*What to do:* In the part of the records that opens with the line containing "Identify the market" and runs through the end of the records, substitute "booth" for "stall" and write those lines out again with nothing else changed.
BEGIN Provided entries
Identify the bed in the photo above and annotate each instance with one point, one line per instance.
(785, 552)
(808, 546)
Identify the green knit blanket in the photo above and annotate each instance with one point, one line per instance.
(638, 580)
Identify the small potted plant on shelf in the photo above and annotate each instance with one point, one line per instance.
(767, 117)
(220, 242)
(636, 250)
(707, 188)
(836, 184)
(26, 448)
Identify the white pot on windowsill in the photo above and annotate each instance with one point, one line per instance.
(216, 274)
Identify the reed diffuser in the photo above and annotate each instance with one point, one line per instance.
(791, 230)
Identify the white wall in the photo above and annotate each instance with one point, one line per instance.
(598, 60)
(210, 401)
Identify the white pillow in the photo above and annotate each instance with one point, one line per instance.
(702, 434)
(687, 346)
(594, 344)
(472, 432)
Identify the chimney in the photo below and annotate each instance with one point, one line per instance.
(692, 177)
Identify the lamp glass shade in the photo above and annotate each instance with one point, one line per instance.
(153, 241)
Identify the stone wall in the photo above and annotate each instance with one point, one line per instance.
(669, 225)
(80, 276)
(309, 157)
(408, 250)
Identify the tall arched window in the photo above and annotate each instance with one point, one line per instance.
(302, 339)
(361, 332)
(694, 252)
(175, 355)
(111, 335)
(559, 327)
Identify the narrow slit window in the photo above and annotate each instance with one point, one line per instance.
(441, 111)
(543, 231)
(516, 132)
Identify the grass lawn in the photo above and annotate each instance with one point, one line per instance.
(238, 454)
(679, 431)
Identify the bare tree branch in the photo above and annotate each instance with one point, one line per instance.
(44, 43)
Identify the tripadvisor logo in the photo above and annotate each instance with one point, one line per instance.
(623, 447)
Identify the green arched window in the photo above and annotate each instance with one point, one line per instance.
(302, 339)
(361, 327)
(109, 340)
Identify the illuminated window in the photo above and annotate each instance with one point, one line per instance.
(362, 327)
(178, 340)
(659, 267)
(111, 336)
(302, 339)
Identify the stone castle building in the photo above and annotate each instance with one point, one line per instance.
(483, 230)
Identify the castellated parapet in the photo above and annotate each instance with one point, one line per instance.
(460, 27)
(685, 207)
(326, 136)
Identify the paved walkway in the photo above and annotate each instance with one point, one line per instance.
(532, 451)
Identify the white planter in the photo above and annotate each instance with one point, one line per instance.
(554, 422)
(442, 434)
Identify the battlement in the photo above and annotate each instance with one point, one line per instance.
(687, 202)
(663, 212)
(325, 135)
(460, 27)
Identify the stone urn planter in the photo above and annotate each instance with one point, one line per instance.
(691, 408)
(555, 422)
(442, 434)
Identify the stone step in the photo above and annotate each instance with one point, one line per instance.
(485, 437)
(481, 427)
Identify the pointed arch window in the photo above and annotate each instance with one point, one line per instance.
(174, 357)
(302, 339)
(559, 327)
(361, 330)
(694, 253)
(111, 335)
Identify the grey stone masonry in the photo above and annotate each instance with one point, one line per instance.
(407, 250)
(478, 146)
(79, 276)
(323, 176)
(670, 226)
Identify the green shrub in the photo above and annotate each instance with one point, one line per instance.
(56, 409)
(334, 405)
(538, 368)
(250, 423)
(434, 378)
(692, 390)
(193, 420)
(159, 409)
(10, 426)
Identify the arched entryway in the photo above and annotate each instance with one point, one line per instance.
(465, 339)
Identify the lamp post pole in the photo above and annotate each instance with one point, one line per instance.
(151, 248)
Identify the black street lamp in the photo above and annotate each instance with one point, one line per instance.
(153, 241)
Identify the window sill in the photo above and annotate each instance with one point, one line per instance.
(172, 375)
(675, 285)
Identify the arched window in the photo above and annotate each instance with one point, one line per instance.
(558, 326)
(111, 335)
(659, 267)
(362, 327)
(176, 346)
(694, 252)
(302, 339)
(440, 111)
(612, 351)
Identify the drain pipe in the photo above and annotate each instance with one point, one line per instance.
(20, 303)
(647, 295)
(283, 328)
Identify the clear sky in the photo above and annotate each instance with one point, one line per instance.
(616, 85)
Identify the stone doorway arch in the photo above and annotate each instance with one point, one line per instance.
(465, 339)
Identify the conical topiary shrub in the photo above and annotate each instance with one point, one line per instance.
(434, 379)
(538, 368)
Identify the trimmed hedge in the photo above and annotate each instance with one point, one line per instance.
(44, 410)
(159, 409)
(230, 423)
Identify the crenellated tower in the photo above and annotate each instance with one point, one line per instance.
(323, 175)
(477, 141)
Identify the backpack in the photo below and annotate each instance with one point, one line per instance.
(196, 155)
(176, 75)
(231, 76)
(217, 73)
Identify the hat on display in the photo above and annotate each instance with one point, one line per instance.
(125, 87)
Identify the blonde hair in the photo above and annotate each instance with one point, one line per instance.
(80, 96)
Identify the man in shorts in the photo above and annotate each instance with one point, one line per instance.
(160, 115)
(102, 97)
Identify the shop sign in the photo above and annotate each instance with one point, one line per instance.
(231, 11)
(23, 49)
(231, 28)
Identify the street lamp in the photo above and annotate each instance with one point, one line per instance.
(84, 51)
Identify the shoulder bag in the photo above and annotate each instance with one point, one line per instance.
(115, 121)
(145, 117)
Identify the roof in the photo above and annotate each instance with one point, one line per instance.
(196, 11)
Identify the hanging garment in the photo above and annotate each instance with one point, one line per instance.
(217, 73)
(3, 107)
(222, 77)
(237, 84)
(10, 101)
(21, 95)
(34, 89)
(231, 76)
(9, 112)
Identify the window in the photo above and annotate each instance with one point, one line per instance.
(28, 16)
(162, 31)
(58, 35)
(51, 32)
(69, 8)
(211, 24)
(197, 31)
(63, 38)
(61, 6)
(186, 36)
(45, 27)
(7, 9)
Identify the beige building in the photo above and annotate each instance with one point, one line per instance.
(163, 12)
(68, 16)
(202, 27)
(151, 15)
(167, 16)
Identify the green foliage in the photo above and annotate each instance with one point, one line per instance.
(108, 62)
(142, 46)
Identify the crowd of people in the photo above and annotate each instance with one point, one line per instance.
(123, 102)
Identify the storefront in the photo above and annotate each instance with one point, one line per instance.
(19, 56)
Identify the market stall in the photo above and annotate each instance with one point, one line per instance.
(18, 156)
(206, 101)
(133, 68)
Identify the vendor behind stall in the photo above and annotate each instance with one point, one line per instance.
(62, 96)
END Provided entries
*Output:*
Identify the market booth in the photo above and annotate each instance with one point, one line per instance.
(18, 156)
(206, 101)
(133, 68)
Identify the vendor behind booth in the photo above and annotate each instance with one point, one line per instance.
(62, 96)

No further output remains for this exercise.